— START Supplied data —

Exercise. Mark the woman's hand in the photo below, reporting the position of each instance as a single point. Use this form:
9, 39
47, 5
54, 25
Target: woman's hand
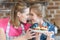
29, 34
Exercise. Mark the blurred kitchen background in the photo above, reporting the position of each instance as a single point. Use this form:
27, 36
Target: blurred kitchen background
50, 10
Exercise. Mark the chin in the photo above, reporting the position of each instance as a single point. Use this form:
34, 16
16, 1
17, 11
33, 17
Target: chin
24, 22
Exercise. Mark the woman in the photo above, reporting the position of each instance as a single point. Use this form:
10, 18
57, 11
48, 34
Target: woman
36, 17
16, 27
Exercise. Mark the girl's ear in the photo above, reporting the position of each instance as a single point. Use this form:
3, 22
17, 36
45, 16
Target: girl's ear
18, 14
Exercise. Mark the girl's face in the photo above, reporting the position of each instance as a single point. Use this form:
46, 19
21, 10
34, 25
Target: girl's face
23, 16
33, 16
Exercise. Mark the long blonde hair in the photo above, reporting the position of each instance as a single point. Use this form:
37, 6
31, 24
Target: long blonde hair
19, 7
36, 10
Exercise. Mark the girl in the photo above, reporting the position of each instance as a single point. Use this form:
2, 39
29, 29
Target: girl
16, 27
36, 17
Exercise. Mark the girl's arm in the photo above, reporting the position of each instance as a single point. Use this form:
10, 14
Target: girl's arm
28, 35
2, 34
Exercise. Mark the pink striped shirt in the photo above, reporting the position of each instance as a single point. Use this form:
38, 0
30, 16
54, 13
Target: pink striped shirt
13, 31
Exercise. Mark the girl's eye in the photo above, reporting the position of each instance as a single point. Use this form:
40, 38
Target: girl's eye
31, 14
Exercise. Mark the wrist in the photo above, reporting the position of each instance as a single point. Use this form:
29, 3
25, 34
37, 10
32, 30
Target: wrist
25, 37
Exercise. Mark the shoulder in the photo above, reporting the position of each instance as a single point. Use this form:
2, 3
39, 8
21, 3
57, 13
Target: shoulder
3, 23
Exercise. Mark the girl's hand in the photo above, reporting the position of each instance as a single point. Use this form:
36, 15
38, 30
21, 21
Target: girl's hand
2, 34
29, 34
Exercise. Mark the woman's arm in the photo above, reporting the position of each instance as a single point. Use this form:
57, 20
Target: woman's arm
2, 34
28, 35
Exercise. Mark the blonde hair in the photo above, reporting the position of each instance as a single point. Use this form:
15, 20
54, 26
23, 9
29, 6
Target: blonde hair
36, 9
19, 7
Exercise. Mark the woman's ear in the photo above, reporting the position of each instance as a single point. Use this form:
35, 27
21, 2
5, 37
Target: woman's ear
18, 14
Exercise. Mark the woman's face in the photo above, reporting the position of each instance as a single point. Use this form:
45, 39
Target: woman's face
33, 16
23, 16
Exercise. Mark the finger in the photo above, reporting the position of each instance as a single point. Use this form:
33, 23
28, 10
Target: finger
33, 34
29, 29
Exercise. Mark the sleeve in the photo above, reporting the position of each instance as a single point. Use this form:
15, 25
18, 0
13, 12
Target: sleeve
27, 26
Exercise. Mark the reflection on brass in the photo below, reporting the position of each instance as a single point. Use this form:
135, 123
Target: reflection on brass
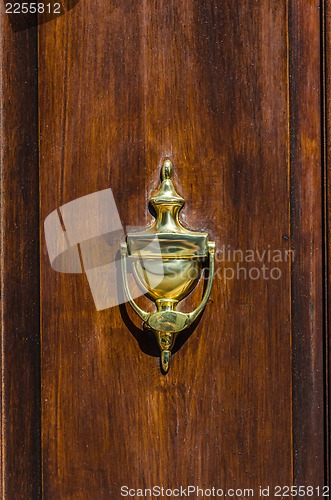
167, 261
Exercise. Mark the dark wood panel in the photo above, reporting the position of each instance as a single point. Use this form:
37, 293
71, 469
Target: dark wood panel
123, 84
327, 206
306, 239
20, 403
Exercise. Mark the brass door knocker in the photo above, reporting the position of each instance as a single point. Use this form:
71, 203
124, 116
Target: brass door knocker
167, 261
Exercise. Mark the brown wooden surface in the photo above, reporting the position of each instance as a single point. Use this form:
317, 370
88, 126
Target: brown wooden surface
20, 353
306, 233
231, 92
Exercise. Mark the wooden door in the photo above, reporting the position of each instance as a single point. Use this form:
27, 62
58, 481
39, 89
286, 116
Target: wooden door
232, 92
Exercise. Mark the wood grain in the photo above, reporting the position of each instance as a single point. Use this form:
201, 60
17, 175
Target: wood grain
306, 236
20, 350
121, 85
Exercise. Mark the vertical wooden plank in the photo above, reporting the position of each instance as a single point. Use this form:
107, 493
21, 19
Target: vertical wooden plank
327, 210
20, 396
306, 236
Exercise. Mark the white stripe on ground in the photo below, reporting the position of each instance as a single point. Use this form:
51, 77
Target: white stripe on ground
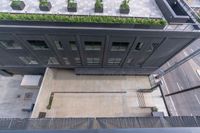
197, 98
173, 105
179, 87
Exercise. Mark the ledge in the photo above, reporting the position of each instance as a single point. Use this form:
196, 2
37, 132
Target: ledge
96, 21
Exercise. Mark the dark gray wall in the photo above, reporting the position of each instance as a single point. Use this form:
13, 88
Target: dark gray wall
144, 61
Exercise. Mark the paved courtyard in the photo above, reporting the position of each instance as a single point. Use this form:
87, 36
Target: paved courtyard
138, 8
13, 98
95, 96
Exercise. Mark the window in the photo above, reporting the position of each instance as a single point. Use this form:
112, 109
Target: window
10, 44
114, 61
59, 45
93, 61
52, 61
66, 61
73, 45
92, 46
119, 46
130, 60
38, 44
78, 61
139, 46
28, 60
152, 47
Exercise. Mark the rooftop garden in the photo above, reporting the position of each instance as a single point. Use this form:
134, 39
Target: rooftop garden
80, 19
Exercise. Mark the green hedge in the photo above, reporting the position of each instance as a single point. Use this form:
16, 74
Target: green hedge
80, 19
16, 2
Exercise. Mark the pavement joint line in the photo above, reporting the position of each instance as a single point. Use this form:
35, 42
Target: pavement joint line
173, 106
89, 92
197, 98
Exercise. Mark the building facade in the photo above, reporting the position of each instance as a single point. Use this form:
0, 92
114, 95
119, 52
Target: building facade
30, 47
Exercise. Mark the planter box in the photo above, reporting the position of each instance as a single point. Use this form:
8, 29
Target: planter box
124, 11
46, 7
173, 13
98, 10
42, 23
72, 9
18, 7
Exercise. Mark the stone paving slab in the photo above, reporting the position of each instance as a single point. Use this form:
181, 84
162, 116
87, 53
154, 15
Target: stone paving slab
138, 8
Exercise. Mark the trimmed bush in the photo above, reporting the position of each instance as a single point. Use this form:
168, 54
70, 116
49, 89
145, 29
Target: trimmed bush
45, 5
124, 7
17, 5
98, 6
80, 19
71, 6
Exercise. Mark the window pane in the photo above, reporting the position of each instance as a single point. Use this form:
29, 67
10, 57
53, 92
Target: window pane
78, 61
119, 46
10, 44
66, 61
92, 45
38, 44
114, 61
28, 60
93, 61
73, 45
59, 45
52, 61
139, 46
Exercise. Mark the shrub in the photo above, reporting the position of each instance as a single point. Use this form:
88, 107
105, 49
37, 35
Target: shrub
71, 4
125, 4
16, 3
80, 19
98, 4
44, 2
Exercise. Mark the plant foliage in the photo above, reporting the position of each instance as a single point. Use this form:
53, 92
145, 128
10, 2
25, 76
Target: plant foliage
71, 4
80, 19
125, 4
16, 3
44, 2
98, 4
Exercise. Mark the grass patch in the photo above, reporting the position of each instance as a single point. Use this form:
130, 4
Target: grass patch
80, 19
16, 3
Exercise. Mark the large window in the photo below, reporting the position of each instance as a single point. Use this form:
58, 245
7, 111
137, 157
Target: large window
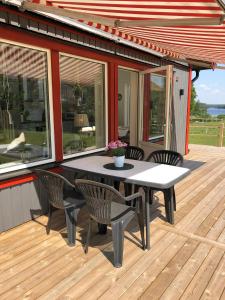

— END Supplied data —

Aim: Reproduce all of the items above, replacing every occurrence of "single point" with "single coordinate pair" and leaving everything else unchanged. Omit the pictures from your answer.

Exercise answer:
Exercise. Mark the woman's hand in the photo below, reporting the position of each instance as a single coordinate pair. Use this form:
9, 39
47, 5
54, 25
Target: woman's hand
29, 34
Exercise. Mark the blurred kitchen background in the photo above, reporting the position of each instance as a single coordinate pair. Use this form:
27, 36
Target: blurred kitchen background
50, 10
Exercise. Mark the chin in the photo above, reporting the position of each instance as a single coordinate pair. Use this form:
34, 16
16, 1
17, 11
33, 17
Target: chin
24, 22
Exercise. Mark the woman in the photo above, reporting the position of each instance as a single coordinate pair. Use this form:
10, 18
57, 11
48, 34
Target: woman
36, 17
16, 27
Exercise. Mark the girl's ear in the photo above, reporting the position of each instance as a single coordinate pair. Use this form:
3, 22
17, 36
45, 16
Target: girl's ear
18, 14
Exercise. Mark the girl's face in the photo above, reporting the position of each instance as a single coordinate pair. Use this form:
46, 19
21, 10
34, 25
Target: girl's face
23, 16
33, 16
Exercise. Mark the long blonde hair in the photo above, reporting the position of each instance as a single coordinate pair. Use this form:
37, 6
31, 24
Target: long blonde hair
19, 7
36, 10
Exercise. Mark the girl in the photo above, reporting the position of each instance as a single coordinate pair. Use this form:
2, 39
29, 29
Target: girl
16, 27
36, 17
Exercise. Mark the girl's arm in the photo above, reporting the position of each instance as a single coordinate pair. Use this form:
10, 14
Target: girl's arm
28, 35
2, 34
Exercise. Mark the pink striped shirt in the photo above, reporting the position of each instance as a single coordinate pair. Use this form:
38, 0
30, 16
54, 13
Target: pink striped shirt
13, 31
Exercise. Mark the girl's eye in the photo above, reporting the position of each instance as a single coordinate pair. Use this form:
40, 38
Target: girl's eye
31, 14
Exercise. Mark the wrist in the photo above, reporting the position of each instance as a single coordinate pair. Use this form:
29, 3
25, 34
37, 10
32, 30
Target: wrist
25, 37
Exercise. Mark the shoulder in the photo above, reporting the position of each instance as a single coordinate pair. Use this form:
2, 3
39, 8
21, 3
57, 13
Target: shoulder
3, 23
Exercise. Mark the girl's hand in the photo above, reporting the position of each instance as a single coordinate pair. Use this form:
36, 15
38, 30
21, 21
Target: girl's hand
2, 34
29, 34
Exercise. Mark the woman's arm in the photo above, reporting the position of each instance as a single coordinate pair. Use this form:
57, 20
Target: woman's arm
2, 34
28, 35
Exercise. Mark the blonde hair in the photo above, reporting the position of each instance as a single coordinate pair. Use this form:
15, 20
54, 26
23, 9
29, 6
Target: blonde hair
36, 9
19, 7
Exercise. Mark the woman's ear in the photo above, reporting the position of each instance as a single coordinate pair. Use this form:
35, 27
21, 2
5, 37
Target: woman's ear
18, 14
Exercise. Mark the woman's face in the photo above, reporting the position of each instance as a single coordinate pair. Use this form:
45, 39
Target: woman's face
33, 16
23, 16
Exercise. Mark the finger in the photo above, reporting the position of each instance as a single coordinate pair. Use this form:
33, 23
28, 10
Target: finger
33, 34
29, 29
Exercise. Mark the sleeve in the photo above, reporting the position of each instance as a single coordinate pair. Use this form:
15, 25
18, 0
13, 12
Target: sleeve
27, 26
Exercise. Mark the reflection on brass in the photo below, reporting the position of each instance as a single coordinate pair. Use this form:
135, 123
Target: reflection on brass
167, 261
Exercise. Mark the dark wood panel in the photo above, reporting the position of each instance as a single coordinate pair. Use this form:
37, 293
71, 469
Target: dark wood panel
123, 84
327, 206
306, 239
20, 403
Exercise. Mark the brass door knocker in the photo above, reporting the position of each instance as a single coordinate pair. Use this form:
71, 203
124, 116
Target: brass door knocker
167, 261
Exercise. Mark the brown wooden surface in the photo above, reporting the position of each instance as a single coordinate pair. Use this form:
317, 370
88, 126
Target: brown wooden surface
20, 353
306, 233
231, 92
Exercise. Mark the wooden door in the photo above, reporting the position of each instance as a single coordinate pair. Use this form:
27, 62
58, 481
39, 89
286, 116
Target: wooden door
232, 92
Exercise. Mark the wood grain in the photo above, reporting the position of each instance as a single coordinate pair. Use this form:
201, 60
17, 175
Target: wood grain
306, 236
20, 350
121, 85
Exercise. Mark the vertical wooden plank in the photo above, reporting the position of each instance as a single coordinate pair. Use this form:
107, 493
21, 19
Target: vertical wooden plank
327, 210
20, 396
306, 236
Exercise. Mark the white stripe on ground in the photo below, reporting the position of each instance as a single coordinate pair. Use this form:
51, 77
Target: white stripe on ground
197, 98
173, 105
179, 87
Exercise. Mark the ledge in the photo above, reporting the position of each instance as a single coordinate pair. Use this form:
196, 2
37, 132
Target: ledge
96, 21
Exercise. Mark the dark gray wall in the photo above, reporting the position of each instance as a single coordinate pair. Use this form:
13, 88
Target: dark gray wall
144, 61
Exercise. Mark the paved courtyard in the photo above, reporting the position of each instance as a single coordinate pair. Use this form:
87, 36
Target: paved courtyard
138, 8
13, 98
95, 96
Exercise. Mark the window in the photo above, reporting the position of each instance as a single coordinate pair. Use this form:
112, 109
Target: window
10, 44
114, 61
59, 45
93, 61
52, 61
66, 61
73, 45
92, 46
119, 46
130, 60
38, 44
78, 61
139, 46
28, 60
152, 47
Exercise. Mark the rooftop garden in the photo above, reporting the position of each instance as a single coordinate pair. Use this form:
134, 39
Target: rooftop garden
80, 19
Exercise. Mark the green hedge in the photo above, reporting the position of each instance as a single coordinate pair. Use this form:
16, 74
Target: green hedge
80, 19
16, 2
Exercise. Mark the pavement joint line in the photo above, reporting the position of each instance as a single coordinate pair. Use this form:
35, 42
Target: pavement joint line
173, 106
89, 92
197, 98
Exercise. Mark the building facade in the photo above, reporting the position of each instance as a single coordinate pair. Use this form:
0, 92
114, 95
119, 52
Target: building facade
30, 47
Exercise. Mark the planter box in the photo above, reporting the position of each instance as a single coordinate pair. Use this form:
8, 29
Target: planter box
124, 11
46, 7
173, 13
98, 10
42, 23
72, 9
18, 7
Exercise. Mark the stone paving slab in the photo above, reporting the position of each instance as a single coordinate pair. Use this form:
181, 84
162, 116
87, 53
154, 15
Target: stone paving slab
138, 8
Exercise. Mark the trimmed bush in the photo above, reporting the position of each instance as a single coordinate pair. Use this form:
168, 54
70, 116
49, 89
145, 29
Target: trimmed bush
45, 5
124, 7
17, 5
98, 6
80, 19
71, 6
Exercise. Mark the window pane in the photo above, reporting the position of each instance as a single coordinate pair. Use this form:
29, 67
10, 57
53, 92
Target: window pane
78, 61
119, 46
10, 44
66, 61
92, 45
38, 44
114, 61
28, 60
93, 61
73, 45
59, 45
52, 61
139, 46
Exercise. Mark the shrub in the photo above, reporting the position of each instance as a single coordinate pair. Use this form:
88, 107
105, 49
37, 35
Target: shrub
71, 4
125, 4
16, 3
80, 19
98, 4
44, 2
Exercise. Mark the plant foliage in the photo above, reporting the position of each instance as a single coordinate pair. Use this form:
53, 92
145, 128
10, 2
25, 76
Target: plant foliage
71, 4
80, 19
125, 4
16, 3
44, 2
98, 4
Exercise. Mark the grass patch in the photo above, reporting the position of each instance as a single coordinate pair. Use this form:
130, 4
Target: grass patch
80, 19
16, 3
Exercise. Mark the large window in the photo below, reporting the position of each instance as a single coordinate pair. Use this form:
58, 245
7, 111
137, 157
Target: large window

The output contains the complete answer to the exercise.